[Records from a data source]
========================================
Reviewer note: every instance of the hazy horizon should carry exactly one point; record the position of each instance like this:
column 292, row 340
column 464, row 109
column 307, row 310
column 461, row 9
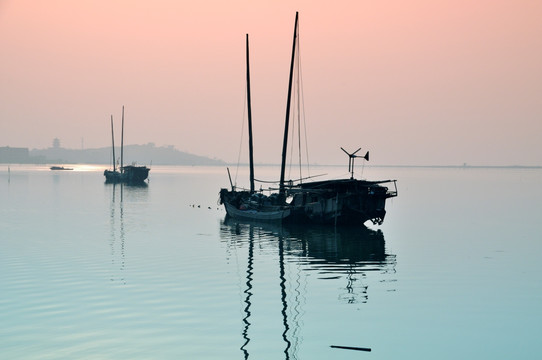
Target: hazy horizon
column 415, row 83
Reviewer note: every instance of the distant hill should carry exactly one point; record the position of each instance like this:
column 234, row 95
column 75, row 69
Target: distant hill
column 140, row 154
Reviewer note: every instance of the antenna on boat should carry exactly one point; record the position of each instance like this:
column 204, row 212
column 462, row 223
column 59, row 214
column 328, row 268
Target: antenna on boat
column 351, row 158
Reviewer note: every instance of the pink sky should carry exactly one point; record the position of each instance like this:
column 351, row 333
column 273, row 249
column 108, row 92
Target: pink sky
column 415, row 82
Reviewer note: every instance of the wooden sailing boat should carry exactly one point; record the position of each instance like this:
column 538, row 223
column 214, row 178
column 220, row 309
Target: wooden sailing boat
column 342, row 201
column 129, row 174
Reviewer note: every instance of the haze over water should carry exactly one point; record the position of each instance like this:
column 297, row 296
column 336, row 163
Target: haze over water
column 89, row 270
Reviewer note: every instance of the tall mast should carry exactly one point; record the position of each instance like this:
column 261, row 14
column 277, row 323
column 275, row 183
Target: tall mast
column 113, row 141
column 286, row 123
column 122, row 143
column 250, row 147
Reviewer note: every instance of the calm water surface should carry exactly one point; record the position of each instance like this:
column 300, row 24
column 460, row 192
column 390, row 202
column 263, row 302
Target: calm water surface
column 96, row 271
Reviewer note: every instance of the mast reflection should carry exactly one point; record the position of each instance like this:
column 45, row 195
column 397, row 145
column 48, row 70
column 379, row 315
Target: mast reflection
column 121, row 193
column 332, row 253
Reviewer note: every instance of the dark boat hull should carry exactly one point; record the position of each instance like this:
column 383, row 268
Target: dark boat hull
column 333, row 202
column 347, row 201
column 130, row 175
========================================
- EXERCISE: Write out all of the records again, substituting "Annotator note" for every "Reviewer note" and keeping everything else the same. Leave the pictures out of your answer.

- FULL OUTPUT:
Annotator note: every instance of the hazy horizon should carry exactly one point; record the position of each instance like this:
column 292, row 340
column 464, row 109
column 307, row 310
column 461, row 9
Target: hazy horizon
column 415, row 83
Annotator note: every instance of the distant hill should carry exactly one point; record the position of each instance like this:
column 234, row 95
column 75, row 69
Target: distant hill
column 140, row 154
Annotator note: every instance of the antenna on boat should carry exactly one point; record the position of each instance like this:
column 204, row 212
column 462, row 223
column 59, row 214
column 328, row 268
Target: antenna on boat
column 351, row 158
Annotator note: every instance of the pink sky should carry exactly one point; record the position of each instance like this:
column 351, row 333
column 273, row 249
column 108, row 92
Target: pink sky
column 415, row 82
Annotator note: every instance of the wooden sailing boat should carry exactly one point; record the position of each instance like this:
column 538, row 223
column 214, row 178
column 220, row 309
Target: wooden sailing boat
column 342, row 201
column 129, row 174
Annotator note: every instance of the haze over water should carry exactly one point; record the position of each instance like this:
column 297, row 296
column 336, row 163
Target: haze over water
column 89, row 270
Annotator note: every instance of the tall mast should carry exactly one point; record the position of each instance like this:
column 261, row 14
column 277, row 323
column 275, row 183
Target: tall mast
column 113, row 141
column 286, row 123
column 122, row 143
column 250, row 147
Annotator note: every instance of the calm water surface should carry exactly one point; record the position of each instance like this:
column 300, row 24
column 460, row 192
column 390, row 202
column 263, row 302
Target: calm water surface
column 96, row 271
Annotator note: every instance of the mast reflection should carry exactly one point; record the position of each instance like this:
column 45, row 195
column 397, row 145
column 48, row 70
column 379, row 315
Target: mast reflection
column 121, row 193
column 332, row 253
Annotator note: every instance of the dark boat hull should carry exactly one point; record the position of each instance like this:
column 383, row 268
Target: dark boat hull
column 333, row 202
column 347, row 201
column 130, row 175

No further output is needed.